EXERCISE:
Would you extract the whole listing below and retype it exactly?

※

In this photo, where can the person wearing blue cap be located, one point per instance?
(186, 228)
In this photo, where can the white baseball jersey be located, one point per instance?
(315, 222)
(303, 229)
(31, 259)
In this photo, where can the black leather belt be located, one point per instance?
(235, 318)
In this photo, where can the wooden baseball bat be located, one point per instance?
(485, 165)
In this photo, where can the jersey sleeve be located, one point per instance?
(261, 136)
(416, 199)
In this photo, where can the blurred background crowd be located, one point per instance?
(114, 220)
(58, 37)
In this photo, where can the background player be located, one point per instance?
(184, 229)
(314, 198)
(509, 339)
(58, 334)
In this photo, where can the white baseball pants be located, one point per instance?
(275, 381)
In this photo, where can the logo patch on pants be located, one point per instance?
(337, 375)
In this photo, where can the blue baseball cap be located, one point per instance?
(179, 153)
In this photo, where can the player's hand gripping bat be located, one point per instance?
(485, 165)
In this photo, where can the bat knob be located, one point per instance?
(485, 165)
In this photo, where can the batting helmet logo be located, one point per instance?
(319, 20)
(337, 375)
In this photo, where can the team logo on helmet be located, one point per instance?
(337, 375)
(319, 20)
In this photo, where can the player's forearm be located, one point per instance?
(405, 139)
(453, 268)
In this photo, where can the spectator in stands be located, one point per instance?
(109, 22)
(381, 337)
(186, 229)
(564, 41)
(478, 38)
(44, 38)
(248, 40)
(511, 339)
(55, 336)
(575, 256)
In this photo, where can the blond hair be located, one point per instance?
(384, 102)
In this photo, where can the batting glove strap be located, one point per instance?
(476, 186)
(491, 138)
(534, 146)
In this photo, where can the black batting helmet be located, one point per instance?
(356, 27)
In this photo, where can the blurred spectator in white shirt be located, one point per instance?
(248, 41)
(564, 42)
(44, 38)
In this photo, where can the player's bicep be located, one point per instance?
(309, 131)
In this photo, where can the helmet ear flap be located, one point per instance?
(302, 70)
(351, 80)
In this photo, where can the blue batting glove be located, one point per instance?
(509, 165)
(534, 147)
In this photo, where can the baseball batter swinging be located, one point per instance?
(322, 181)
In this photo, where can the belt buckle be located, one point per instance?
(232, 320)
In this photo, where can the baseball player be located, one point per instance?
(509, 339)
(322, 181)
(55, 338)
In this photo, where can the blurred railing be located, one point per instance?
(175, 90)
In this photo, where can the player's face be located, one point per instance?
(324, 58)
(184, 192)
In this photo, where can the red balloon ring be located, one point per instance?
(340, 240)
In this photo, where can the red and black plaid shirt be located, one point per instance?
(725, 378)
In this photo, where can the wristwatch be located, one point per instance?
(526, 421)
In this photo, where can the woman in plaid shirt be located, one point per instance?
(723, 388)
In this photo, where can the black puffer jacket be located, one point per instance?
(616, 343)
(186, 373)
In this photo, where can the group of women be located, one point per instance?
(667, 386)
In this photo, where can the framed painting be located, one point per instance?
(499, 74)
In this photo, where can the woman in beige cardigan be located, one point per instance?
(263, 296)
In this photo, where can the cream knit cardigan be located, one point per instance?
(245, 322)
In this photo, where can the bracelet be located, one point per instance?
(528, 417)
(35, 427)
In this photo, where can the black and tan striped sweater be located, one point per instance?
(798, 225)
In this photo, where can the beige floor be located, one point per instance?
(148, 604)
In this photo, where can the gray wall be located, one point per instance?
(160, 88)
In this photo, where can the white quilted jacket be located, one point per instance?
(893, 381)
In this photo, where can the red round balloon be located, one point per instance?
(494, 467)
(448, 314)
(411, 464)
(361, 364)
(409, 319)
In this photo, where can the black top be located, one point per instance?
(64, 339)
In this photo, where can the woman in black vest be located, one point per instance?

※

COMPLETE RESPONSE:
In this photo, where can the person wearing blue cap be located, one point per instance?
(186, 228)
In this photo, where can the white baseball jersey be located, one point per instance?
(315, 222)
(303, 229)
(31, 259)
In this photo, where can the black leather belt be located, one point per instance?
(235, 318)
In this photo, where can the wooden baseball bat be located, one point per instance?
(485, 165)
In this photo, where can the jersey sleeve be located, one point per instance?
(261, 136)
(416, 199)
In this photo, where can the blurred background crowd be located, one point per instance?
(114, 220)
(58, 37)
In this photo, where can the background player be located, one point per instance?
(184, 229)
(314, 198)
(509, 339)
(58, 334)
In this photo, where can the white baseball pants be located, one point per instance?
(275, 381)
In this photo, where can the logo patch on pants be located, one point per instance?
(337, 375)
In this photo, where can the blue baseball cap be located, one point per instance?
(179, 153)
In this photo, where can the player's hand gripping bat be located, one point per instance?
(485, 165)
In this photo, where can the bat knob be located, one point per instance?
(485, 165)
In this photo, where can the batting helmet logo be located, one point per instance?
(319, 20)
(337, 375)
In this photo, where can the team logo on helmet be located, one point per instance?
(337, 375)
(319, 20)
In this photo, where can the player's forearm be located, one point per instance?
(405, 139)
(453, 268)
In this photo, where can the spectator in stands be located, one point per instance?
(109, 22)
(381, 337)
(186, 229)
(564, 41)
(478, 38)
(44, 38)
(248, 40)
(511, 339)
(55, 336)
(575, 256)
In this photo, where can the blond hair be located, one point per instance?
(384, 102)
In this photo, where can the batting glove strap be located, one point per instance?
(476, 186)
(491, 138)
(534, 146)
In this photo, where can the black batting helmet be located, one point per instance?
(356, 27)
In this photo, where can the blurred spectator in white shirt be located, one point per instance?
(248, 41)
(564, 42)
(44, 38)
In this photo, where can the player's bicep be located, one point per instance?
(309, 131)
In this photo, where can the helmet ear flap be located, one point per instance?
(302, 70)
(351, 80)
In this photo, where can the blue batting glove be located, one point per instance?
(509, 165)
(534, 147)
In this photo, where can the baseball batter swinging be located, one point per instance?
(322, 181)
In this photo, where can the belt buckle be located, one point per instance?
(232, 320)
In this photo, where can the baseball player be located, one point per instance?
(509, 339)
(322, 181)
(55, 338)
In this photo, where can the blurred railing be located, one point per instance?
(175, 90)
In this photo, where can the player's face be located, one point per instance?
(324, 58)
(184, 192)
In this photo, where can the red balloon ring be located, one point per instance?
(340, 240)
In this photo, where can the red and black plaid shirt be located, one point per instance?
(725, 378)
In this photo, where can the wristwatch be located, one point per instance?
(526, 421)
In this photo, where can the woman in plaid shirt be located, one point per instance?
(723, 388)
In this photo, where can the black puffer jacket be located, one point per instance?
(616, 343)
(186, 373)
In this photo, where can the group of women be located, one point per instance?
(667, 386)
In this photo, where can the framed painting be located, one point per instance?
(499, 74)
In this photo, where can the woman in beige cardigan be located, one point per instance?
(263, 296)
In this photo, where can the cream knit cardigan be located, one point per instance?
(245, 322)
In this photo, where can the bracelet be located, one point per instance?
(528, 417)
(35, 427)
In this photo, where can the black and tan striped sweater be located, one point per instance?
(798, 225)
In this photo, where can the beige floor be located, one point per instance?
(148, 604)
In this photo, where can the gray wall be located, one point per instance?
(160, 88)
In this photo, where can the white quilted jacket be located, one point per instance?
(893, 381)
In this photo, where can the red round balloon be located, one point per instance?
(494, 467)
(448, 314)
(411, 464)
(361, 364)
(409, 319)
In this photo, where can the black top be located, one point per instance?
(64, 339)
In this photo, where can the woman in black vest be located, one point per instance?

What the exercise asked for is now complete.